Fragmento del documento.
☆ ☆ ☆ ☆ ☆ ☆ ☆

La célebre,
mitificada parsimonia de Flaubert dio a luz estos Tres cuentos al final de su carrera. Los biógrafos hablan de que
los escribió a una velocidad inusitada, hasta el extremo de que Herodías, el tercero de los cuentos, tan
solo le costó tres meses de arduo y constante trabajo, un abrir y cerrar de
ojos, un suspiro, una página cada tres días, es decir, unas trece líneas al
día. “Yo escribo cada día de cero a quince líneas”, dijo una vez García
Márquez, y luego hablaremos de García Márquez, que aún tiene más cosas que
decir en este asunto. Las cuentas, desde luego, no pueden ser así, o solo en la
fase de la elocutio. Ignoro si
Flaubert escribía versiones sucesivas, si construía poco a poco… No sé; lo
único que sí sé es que yo sería incapaz de escribir así. Yo me agarro al flujo,
y cuando el todo, sea de la extensión que sea, me sale mal, lo tiro. Siempre he
sido un entusiasta de Stendhal dictando con las manos en la espalda La Cartuja de Parma durante un mes y
medio agotador, del Galdós que aprovecha unos días de descanso en el Cantábrico
para escribir una novela de trescientas páginas. No estoy hablando de feracidad
sino de actividad. Para los dos la creación de la novela era un solo acto,
obsesivo, incontrolable, tumultuoso. Un verdadero parto. En el
fondo a estos autores les resultaba difícil convivir con su imaginación, no estaban seguros de
no cansarse de ella, de no secar la fuente cuando se hubiese convertido en
rutinaria. Parir es deshacerse de lo que llevas dentro, expulsarlo, arrojarlo,
y ese acto exige un esfuerzo añadido, una tensión que no puede durar demasiado.

☆ ☆ ☆ ☆ ☆ ☆ ☆

Datos.
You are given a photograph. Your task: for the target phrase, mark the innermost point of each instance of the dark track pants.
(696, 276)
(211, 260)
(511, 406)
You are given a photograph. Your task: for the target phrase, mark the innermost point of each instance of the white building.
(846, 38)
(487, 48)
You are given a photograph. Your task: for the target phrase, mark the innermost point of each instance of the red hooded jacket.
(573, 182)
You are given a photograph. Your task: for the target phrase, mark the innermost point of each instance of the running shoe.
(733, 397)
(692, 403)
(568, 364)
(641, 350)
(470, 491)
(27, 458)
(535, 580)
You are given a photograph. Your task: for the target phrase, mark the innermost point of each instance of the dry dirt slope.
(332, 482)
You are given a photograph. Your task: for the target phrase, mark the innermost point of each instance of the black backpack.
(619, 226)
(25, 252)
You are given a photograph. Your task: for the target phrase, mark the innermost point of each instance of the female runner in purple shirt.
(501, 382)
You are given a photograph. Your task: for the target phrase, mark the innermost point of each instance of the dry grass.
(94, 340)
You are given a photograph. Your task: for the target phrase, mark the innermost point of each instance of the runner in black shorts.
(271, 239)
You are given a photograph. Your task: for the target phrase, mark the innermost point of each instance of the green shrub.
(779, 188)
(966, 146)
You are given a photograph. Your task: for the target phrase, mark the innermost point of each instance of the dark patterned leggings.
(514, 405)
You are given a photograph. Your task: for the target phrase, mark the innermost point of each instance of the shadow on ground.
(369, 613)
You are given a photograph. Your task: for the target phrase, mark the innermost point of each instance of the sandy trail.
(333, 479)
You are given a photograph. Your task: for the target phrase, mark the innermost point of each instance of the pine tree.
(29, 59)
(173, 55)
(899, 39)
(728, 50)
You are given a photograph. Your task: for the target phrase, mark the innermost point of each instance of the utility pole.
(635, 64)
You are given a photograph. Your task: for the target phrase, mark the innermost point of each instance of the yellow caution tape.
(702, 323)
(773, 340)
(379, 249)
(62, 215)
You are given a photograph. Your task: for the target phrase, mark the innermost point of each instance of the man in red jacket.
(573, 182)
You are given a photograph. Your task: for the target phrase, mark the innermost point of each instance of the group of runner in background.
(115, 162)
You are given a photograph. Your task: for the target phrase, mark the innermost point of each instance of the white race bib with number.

☆ ☆ ☆ ☆ ☆ ☆ ☆

Objetivo. Según el fragmento, ¿cuánto tiempo le costó a Flaubert escribir Herodías? Responde basándote solo en el fragmento.

Resultado del ejercicio. Tres meses de arduo y constante trabajo.